[[ Excerpt to read open ]]

Paying attention to the crack of the window and imagine how the soothing wind is coming and touching their face. 
 
Listening to the rain hitting the roof as if to give the heartbeats to the house. 
 
Meeting someone famous yet having a low-key conversation about something real because famous people don’t always get to talk about ordinary things. 
 
Not counting but picturing the numbers and seeing them float in their minds.

I was invited to all kinds of magical spaces filled with details related to a path to sleep. I also thought about one of the definitions of sleep in the Japanese kanji character, 寝 (sleep): “not doing.” If our mind holds sharp thoughts inside, we can sit next to this sharpness. Sit quietly. Don’t rush. Imagine and observe what captures our attention enough without becoming too rigorous. Wait for the sleep-spirit to find us.

[[ Excerpt to read closed ]]
[[ Recorded information open ]]

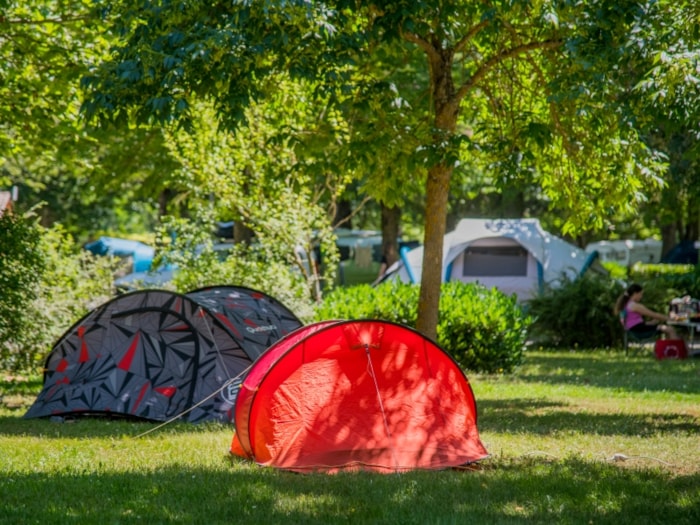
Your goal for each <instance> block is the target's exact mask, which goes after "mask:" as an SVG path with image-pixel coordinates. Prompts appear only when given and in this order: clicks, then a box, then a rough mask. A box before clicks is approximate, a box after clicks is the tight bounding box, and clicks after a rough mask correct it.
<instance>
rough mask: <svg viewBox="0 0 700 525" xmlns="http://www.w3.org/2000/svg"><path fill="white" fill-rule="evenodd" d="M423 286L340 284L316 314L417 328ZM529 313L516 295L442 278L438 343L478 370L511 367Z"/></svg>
mask: <svg viewBox="0 0 700 525" xmlns="http://www.w3.org/2000/svg"><path fill="white" fill-rule="evenodd" d="M418 295H419V287H418V286H416V285H410V284H403V283H384V284H382V285H380V286H377V287H372V286H370V285H359V286H353V287H346V288H337V289H335V290H334V291H333V292H331V293H330V294H328V295H327V296H326V298H325V299H324V301H323V303H321V304H320V305H318V306H317V307H316V315H315V319H316V320H318V321H321V320H328V319H383V320H387V321H393V322H397V323H401V324H404V325H406V326H410V327H412V328H415V326H416V318H417V311H418ZM529 323H530V318H529V317H528V316H527V315H525V314H524V313H523V311H522V309H521V307H520V306H519V305H518V303H517V301H516V298H515V296H506V295H504V294H503V293H501V292H499V291H498V290H495V289H491V290H489V289H486V288H484V287H483V286H480V285H477V284H471V283H461V282H450V283H444V284H443V285H442V289H441V299H440V310H439V322H438V327H437V333H438V340H437V343H438V344H439V345H440V346H441V347H442V348H443V349H445V351H447V352H448V353H449V354H450V355H451V356H452V357H453V358H454V359H455V361H457V363H459V365H460V366H461V367H462V368H464V369H466V370H471V371H474V372H484V373H510V372H512V371H513V370H514V369H515V367H516V366H517V365H519V364H520V363H521V361H522V356H523V349H524V346H525V342H526V335H527V330H528V326H529Z"/></svg>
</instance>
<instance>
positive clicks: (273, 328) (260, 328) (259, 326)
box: [246, 324, 277, 334]
mask: <svg viewBox="0 0 700 525" xmlns="http://www.w3.org/2000/svg"><path fill="white" fill-rule="evenodd" d="M246 330H247V331H248V332H250V333H251V334H256V333H258V332H271V331H272V330H277V327H276V326H275V325H273V324H269V325H267V326H256V327H255V328H253V327H252V326H246Z"/></svg>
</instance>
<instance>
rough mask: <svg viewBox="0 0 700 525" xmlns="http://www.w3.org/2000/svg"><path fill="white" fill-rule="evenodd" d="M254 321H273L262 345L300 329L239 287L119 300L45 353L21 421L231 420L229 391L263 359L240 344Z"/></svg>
mask: <svg viewBox="0 0 700 525" xmlns="http://www.w3.org/2000/svg"><path fill="white" fill-rule="evenodd" d="M224 289H225V290H226V291H225V292H224V291H223V290H224ZM205 296H206V297H208V298H206V297H205ZM205 298H206V300H205ZM200 301H202V302H200ZM270 304H274V305H275V306H276V307H279V310H278V312H279V313H282V314H284V315H283V317H284V322H282V321H280V320H279V316H278V313H277V312H275V313H274V315H273V314H272V313H271V312H270V309H269V308H268V305H270ZM251 308H262V309H264V310H265V312H261V313H256V312H252V313H251V312H248V311H247V309H251ZM230 310H235V311H236V312H235V314H234V313H233V312H231V311H230ZM256 322H264V323H267V324H265V325H264V326H267V327H269V326H271V325H272V324H274V323H279V326H280V328H279V329H278V330H276V331H275V330H270V329H266V330H265V333H266V334H267V335H268V336H269V337H270V339H269V340H272V339H273V338H274V337H275V336H277V337H281V336H282V335H285V334H286V333H288V332H291V331H292V330H294V329H295V328H297V327H299V326H301V322H299V321H298V320H297V319H296V317H295V316H294V315H293V314H292V313H291V312H289V311H288V310H286V309H285V308H284V307H283V306H282V305H280V304H279V303H278V302H276V301H274V300H273V299H272V298H268V297H267V296H265V294H262V293H261V292H257V291H255V290H250V289H247V288H242V287H223V288H221V289H220V290H219V292H217V293H212V292H211V290H210V291H209V292H207V291H206V290H198V291H195V292H193V293H192V295H190V294H185V295H183V294H178V293H174V292H169V291H164V290H144V291H137V292H132V293H129V294H125V295H121V296H118V297H116V298H114V299H112V300H110V301H108V302H107V303H105V304H103V305H101V306H99V307H98V308H96V309H94V310H93V311H91V312H90V313H88V314H87V315H86V316H85V317H83V318H82V319H81V320H79V321H78V322H77V323H75V324H74V325H73V326H72V327H71V328H70V329H69V330H68V331H67V332H66V333H65V334H64V335H63V336H62V337H61V338H60V339H59V340H58V342H57V343H56V344H55V345H54V347H53V349H52V350H51V352H50V353H49V355H48V357H47V359H46V363H45V371H44V387H43V389H42V391H41V392H40V393H39V395H38V397H37V399H36V401H35V402H34V404H33V405H32V406H31V407H30V409H29V410H28V411H27V413H26V414H25V417H27V418H32V417H47V416H53V415H62V416H66V415H78V414H114V415H122V416H130V417H137V418H143V419H148V420H153V421H166V420H169V419H171V418H174V417H178V416H180V415H182V417H183V418H184V419H185V420H187V421H190V422H201V421H210V420H214V421H226V422H230V421H232V420H233V406H234V403H235V397H236V393H237V383H240V381H242V376H243V375H244V374H245V372H246V371H247V369H248V368H249V367H250V365H251V364H252V363H253V361H254V360H255V359H256V358H257V357H258V355H260V354H261V353H262V352H263V351H264V348H263V343H262V342H258V343H256V344H253V343H251V340H250V338H246V337H241V335H242V334H246V333H247V332H246V327H253V329H255V323H256ZM272 332H275V335H274V336H273V335H272ZM273 342H274V341H273Z"/></svg>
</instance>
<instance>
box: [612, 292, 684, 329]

[[ Recorded information closed ]]

# Questions on the material
1. Copy the stretch of the sleep passage from "I was invited" through "to find us." word for word.
2. List every sentence in the sleep passage that gives a direct command to the reader.

# Solutions
1.
I was invited to all kinds of magical spaces filled with details related to a path to sleep. I also thought about one of the definitions of sleep in the Japanese kanji character, 寝 (sleep): “not doing.” If our mind holds sharp thoughts inside, we can sit next to this sharpness. Sit quietly. Don’t rush. Imagine and observe what captures our attention enough without becoming too rigorous. Wait for the sleep-spirit to find us.

2.
- Sit quietly.
- Don't rush.
- Imagine and observe what captures our attention enough without becoming too rigorous.
- Wait for the sleep-spirit to find us.